* [Exercise text]:
::::

These problems already existed, but with the appearance of ChatGPT, people now think even less before sharing preferences, tastes, personal information, and work information. Each person can evaluate what personal data they have handed to OpenAI through the great GPT confidant. For many, however, there seems to be no alternative. Leaving the world of corporate software often requires more effort, but the decision depends on how much one values privacy.

The Solution

Large companies have found ways to address this by creating their own models. Google has Bard, and Microsoft has Copilot. But the same issue also applies to small startups and independent programmers. A startup with a revolutionary or innovative idea could risk disclosing secrets that might be central to its success. Sensitive configuration files may contain passwords or access keys for critical services.

A possible solution to this problem is self-hosting. For the issue being analyzed here, self-hosting can solve the privacy problem and also bring benefits to users. For self-hosted AI, there are several alternatives, including Ollama and TabbyML, platforms that allow users to run LLMs inside their own systems.

TabbyML focuses on code completion and also provides a graphical interface for analyzing metrics generated by a programming team. Ollama handles the download and execution of different predefined LLMs, such as Llama or Mistral, and can also create new ones from models hosted on Hugging Face. Hugging Face, in turn, encourages the development of open source AI that competes with products from OpenAI and other large companies.

::::

* [Tasks]:
- 1) Retype the passage on self-hosting AI from "TabbyML focuses on" to "other large companies.".
- 2) Extend the passage on self-hosting AI, starting right after its final sentence.

[Dataset entries]

::::

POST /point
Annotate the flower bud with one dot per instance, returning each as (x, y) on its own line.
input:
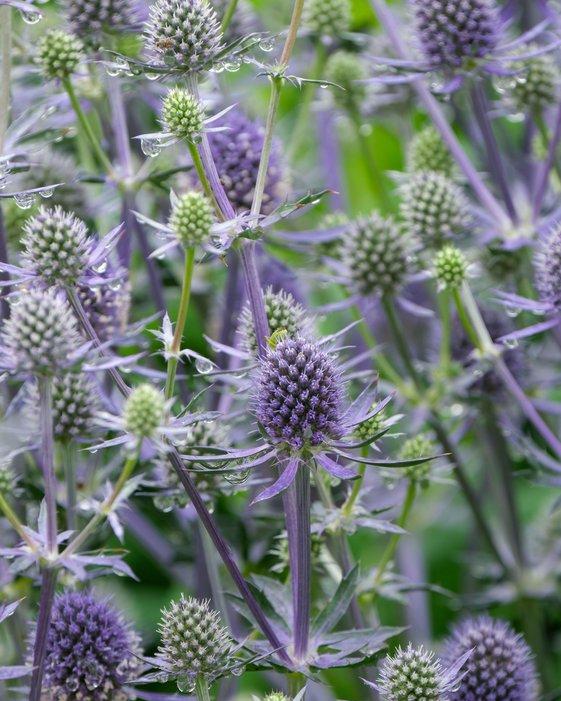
(191, 219)
(144, 411)
(59, 54)
(183, 114)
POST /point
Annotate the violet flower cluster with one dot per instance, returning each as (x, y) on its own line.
(280, 328)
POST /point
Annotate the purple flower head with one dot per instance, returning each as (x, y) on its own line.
(184, 34)
(500, 666)
(89, 19)
(548, 270)
(299, 395)
(41, 335)
(452, 32)
(237, 152)
(90, 650)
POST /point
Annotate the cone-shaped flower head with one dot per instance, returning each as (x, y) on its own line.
(500, 666)
(412, 674)
(88, 19)
(90, 650)
(450, 267)
(183, 114)
(184, 33)
(534, 88)
(144, 411)
(57, 245)
(548, 270)
(327, 17)
(59, 54)
(433, 208)
(283, 313)
(40, 334)
(191, 219)
(452, 32)
(194, 640)
(299, 394)
(237, 153)
(346, 69)
(427, 151)
(375, 254)
(107, 306)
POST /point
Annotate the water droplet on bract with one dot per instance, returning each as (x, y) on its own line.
(203, 365)
(267, 45)
(72, 683)
(150, 147)
(31, 17)
(24, 200)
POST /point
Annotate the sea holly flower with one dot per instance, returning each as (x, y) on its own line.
(414, 674)
(92, 653)
(59, 252)
(303, 418)
(499, 664)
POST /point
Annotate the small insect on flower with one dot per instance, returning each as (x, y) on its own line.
(184, 34)
(59, 252)
(59, 54)
(414, 674)
(194, 641)
(91, 651)
(500, 664)
(303, 418)
(41, 336)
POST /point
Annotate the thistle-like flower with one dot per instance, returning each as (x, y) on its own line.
(327, 18)
(433, 208)
(500, 665)
(184, 34)
(450, 267)
(237, 152)
(284, 313)
(90, 19)
(194, 640)
(375, 254)
(59, 54)
(183, 114)
(41, 335)
(346, 70)
(90, 650)
(414, 674)
(191, 219)
(59, 252)
(428, 152)
(453, 32)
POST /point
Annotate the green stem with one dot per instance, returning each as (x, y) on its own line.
(181, 319)
(68, 454)
(307, 93)
(202, 690)
(228, 15)
(391, 547)
(87, 127)
(107, 505)
(201, 172)
(5, 75)
(10, 514)
(401, 342)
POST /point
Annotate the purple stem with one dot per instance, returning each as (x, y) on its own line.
(527, 407)
(481, 112)
(433, 108)
(543, 178)
(296, 501)
(48, 583)
(199, 505)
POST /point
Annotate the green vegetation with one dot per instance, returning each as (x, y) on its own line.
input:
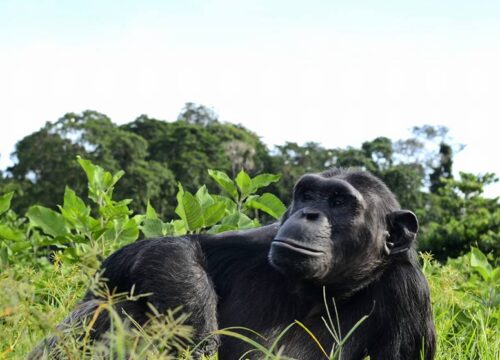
(49, 252)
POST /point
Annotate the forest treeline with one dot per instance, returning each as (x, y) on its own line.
(156, 155)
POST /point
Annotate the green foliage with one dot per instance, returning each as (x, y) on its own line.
(466, 304)
(458, 217)
(35, 294)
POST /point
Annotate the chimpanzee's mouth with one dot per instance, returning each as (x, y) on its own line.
(297, 247)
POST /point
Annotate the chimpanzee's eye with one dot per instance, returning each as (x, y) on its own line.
(307, 196)
(338, 200)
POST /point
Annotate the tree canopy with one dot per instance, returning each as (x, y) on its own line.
(156, 155)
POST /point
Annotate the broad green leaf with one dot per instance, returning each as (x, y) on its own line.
(179, 227)
(239, 221)
(192, 209)
(495, 275)
(244, 183)
(113, 211)
(179, 210)
(231, 206)
(74, 209)
(5, 200)
(152, 228)
(225, 182)
(267, 203)
(204, 198)
(129, 232)
(8, 233)
(20, 246)
(214, 213)
(48, 220)
(263, 180)
(151, 212)
(480, 263)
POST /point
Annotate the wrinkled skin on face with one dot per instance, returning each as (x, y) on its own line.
(337, 230)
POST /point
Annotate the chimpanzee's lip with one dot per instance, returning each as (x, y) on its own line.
(297, 246)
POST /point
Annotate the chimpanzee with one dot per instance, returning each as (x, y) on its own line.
(344, 237)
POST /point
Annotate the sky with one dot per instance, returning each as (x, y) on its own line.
(334, 72)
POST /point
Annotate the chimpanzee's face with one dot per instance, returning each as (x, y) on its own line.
(336, 228)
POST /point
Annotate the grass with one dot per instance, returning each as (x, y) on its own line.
(33, 301)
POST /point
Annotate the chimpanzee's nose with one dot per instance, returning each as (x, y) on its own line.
(310, 214)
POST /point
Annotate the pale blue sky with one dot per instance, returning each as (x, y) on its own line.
(335, 72)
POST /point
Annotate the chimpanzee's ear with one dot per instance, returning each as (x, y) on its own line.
(402, 231)
(285, 215)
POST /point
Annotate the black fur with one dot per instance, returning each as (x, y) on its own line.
(343, 234)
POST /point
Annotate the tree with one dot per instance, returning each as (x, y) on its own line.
(459, 216)
(195, 114)
(46, 161)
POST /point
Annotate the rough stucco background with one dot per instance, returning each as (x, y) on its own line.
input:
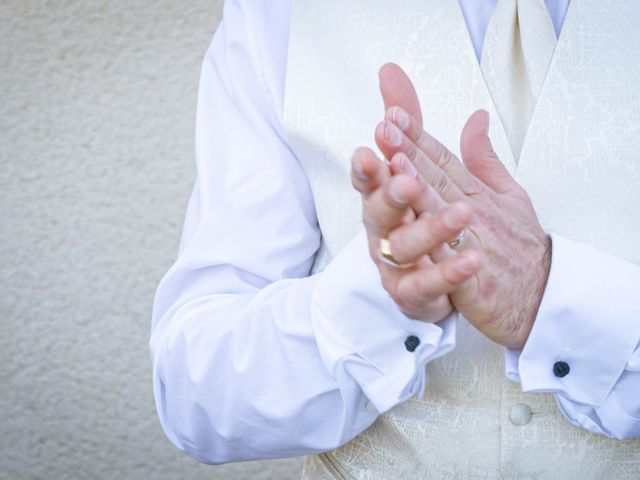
(96, 155)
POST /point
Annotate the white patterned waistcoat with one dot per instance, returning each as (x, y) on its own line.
(580, 164)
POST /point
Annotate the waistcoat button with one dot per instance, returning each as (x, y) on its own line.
(561, 369)
(520, 414)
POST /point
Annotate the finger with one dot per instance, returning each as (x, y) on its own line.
(397, 89)
(423, 285)
(479, 157)
(412, 240)
(368, 172)
(387, 207)
(429, 200)
(435, 150)
(392, 140)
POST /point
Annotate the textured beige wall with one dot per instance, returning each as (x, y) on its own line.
(97, 104)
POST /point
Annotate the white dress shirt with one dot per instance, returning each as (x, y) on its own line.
(255, 358)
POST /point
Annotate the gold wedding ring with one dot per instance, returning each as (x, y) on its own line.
(386, 257)
(458, 240)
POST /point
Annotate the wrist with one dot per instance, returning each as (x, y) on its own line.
(539, 286)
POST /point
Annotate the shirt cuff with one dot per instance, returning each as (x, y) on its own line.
(361, 332)
(588, 321)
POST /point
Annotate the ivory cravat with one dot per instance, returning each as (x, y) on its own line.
(516, 54)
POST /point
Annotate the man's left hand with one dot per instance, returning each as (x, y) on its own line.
(504, 299)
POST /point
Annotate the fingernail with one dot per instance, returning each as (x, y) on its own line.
(408, 167)
(486, 123)
(392, 134)
(401, 118)
(466, 264)
(451, 219)
(397, 195)
(357, 168)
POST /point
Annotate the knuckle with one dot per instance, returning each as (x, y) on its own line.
(440, 182)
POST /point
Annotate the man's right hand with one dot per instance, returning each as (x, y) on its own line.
(392, 195)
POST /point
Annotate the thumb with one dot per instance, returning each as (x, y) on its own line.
(397, 90)
(479, 157)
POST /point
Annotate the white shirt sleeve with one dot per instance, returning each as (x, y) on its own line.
(252, 357)
(589, 320)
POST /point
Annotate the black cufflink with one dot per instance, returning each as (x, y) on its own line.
(411, 343)
(561, 369)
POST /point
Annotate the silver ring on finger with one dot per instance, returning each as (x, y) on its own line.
(458, 240)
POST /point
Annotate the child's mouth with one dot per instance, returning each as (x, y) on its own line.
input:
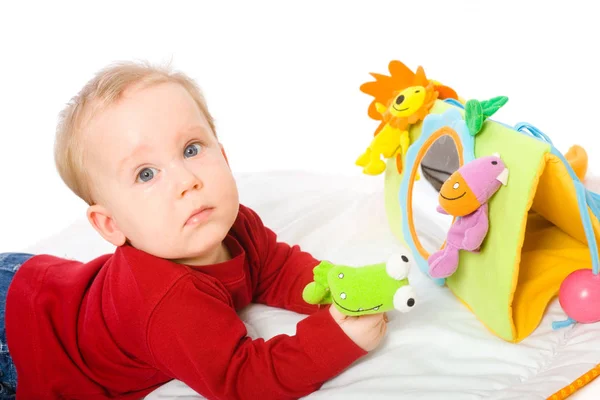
(199, 216)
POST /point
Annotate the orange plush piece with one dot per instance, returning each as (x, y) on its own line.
(400, 100)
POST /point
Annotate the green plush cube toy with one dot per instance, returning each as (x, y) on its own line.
(369, 289)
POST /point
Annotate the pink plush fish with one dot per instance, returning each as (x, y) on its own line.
(465, 195)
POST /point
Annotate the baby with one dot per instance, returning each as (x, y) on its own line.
(138, 145)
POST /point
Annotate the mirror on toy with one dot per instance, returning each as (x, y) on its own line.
(439, 161)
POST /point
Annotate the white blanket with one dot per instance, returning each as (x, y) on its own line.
(437, 351)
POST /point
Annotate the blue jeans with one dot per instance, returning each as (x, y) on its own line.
(9, 264)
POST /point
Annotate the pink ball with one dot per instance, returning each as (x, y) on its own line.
(579, 296)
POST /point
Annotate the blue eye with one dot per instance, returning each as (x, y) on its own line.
(192, 150)
(146, 174)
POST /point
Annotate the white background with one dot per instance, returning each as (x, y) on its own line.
(282, 78)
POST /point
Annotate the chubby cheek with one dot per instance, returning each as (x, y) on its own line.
(144, 217)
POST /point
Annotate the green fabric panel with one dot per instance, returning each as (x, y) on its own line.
(484, 281)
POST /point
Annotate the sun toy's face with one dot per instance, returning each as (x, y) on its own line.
(407, 102)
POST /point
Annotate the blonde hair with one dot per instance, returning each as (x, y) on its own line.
(104, 89)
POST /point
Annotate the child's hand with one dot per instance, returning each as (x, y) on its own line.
(366, 331)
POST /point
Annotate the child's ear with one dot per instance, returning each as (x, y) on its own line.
(224, 155)
(106, 226)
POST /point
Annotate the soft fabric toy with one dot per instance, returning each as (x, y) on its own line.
(393, 138)
(465, 195)
(400, 100)
(363, 290)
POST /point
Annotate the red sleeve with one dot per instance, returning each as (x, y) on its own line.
(284, 270)
(204, 344)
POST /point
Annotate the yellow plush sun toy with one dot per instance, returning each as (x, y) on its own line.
(400, 100)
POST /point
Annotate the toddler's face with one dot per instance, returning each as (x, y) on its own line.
(159, 171)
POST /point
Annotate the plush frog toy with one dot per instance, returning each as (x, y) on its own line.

::::

* [Responses by item number]:
- 1)
TabbyML focuses on code completion and also provides a graphical interface for analyzing metrics generated by a programming team. Ollama handles the download and execution of different predefined LLMs, such as Llama or Mistral, and can also create new ones from models hosted on Hugging Face. Hugging Face, in turn, encourages the development of open source AI that competes with products from OpenAI and other large companies.

- 2)
Advantages and Disadvantages

The first benefit is that self-hosting solves the problem of protecting data. Everything entered into these models remains on the local system running Ollama or TabbyML. This ensures that code or credentials that might be read by a code analyzer or an AI chat are not placed under the custody of third parties.

A second benefit is fine-tuning. Although it is possible to fine-tune ChatGPT, doing so carries an additional cost. With a local system, fine-tuning can be done independently, provided the necessary time and resources are invested. If the fine-tuning is meant to use a private dataset or codebase, this solution is also more appropriate.

Finally, because these models can run locally, the required investment can be lower. If the hardware programmers already use can support the models, then the investment is zero. If a more powerful system is needed, perhaps requiring purchased or rented hardware, then the decision becomes a matter of cost analysis. For an independent programmer this can be a limitation, but commercial hardware has already reached the level required to run these models, especially when considering devices aimed at programmers.

Conclusion

The open source ecosystem, and the ecosystem oriented around data privacy, has always had a place for different use cases. In the context of artificial intelligence and the evolution of hardware, it is becoming increasingly realistic to use these technologies locally and privately. For companies of all kinds, as well as for independent programmers, this possibility already exists and should be considered when developing and evaluating a project.

That said, this should also be a call to guide the creation of AI-based software toward data privacy. This includes privacy at the enterprise level, but also the privacy of end users who do not necessarily have the knowledge required to understand what happens to the information they provide to large technology companies through their services.

References

  1. Jonathan Gillham, Company AI Policy Examples and Templates - Who Has Banned ChatGPT. originality.ai.
  2. Lewis Maddison, Samsung workers made a major error by using ChatGPT. TechRadar.
  3. OpenAI, New ways to manage your data in ChatGPT. OpenAI.
  4. Ollama.
  5. TabbyML.
  6. Rucy, Self-hosted LLMs: Are they worth it? Medium.
  7. Michiel De Koninck, Should we fine-tune a LLM for this use case? Or consider other techniques? ML6.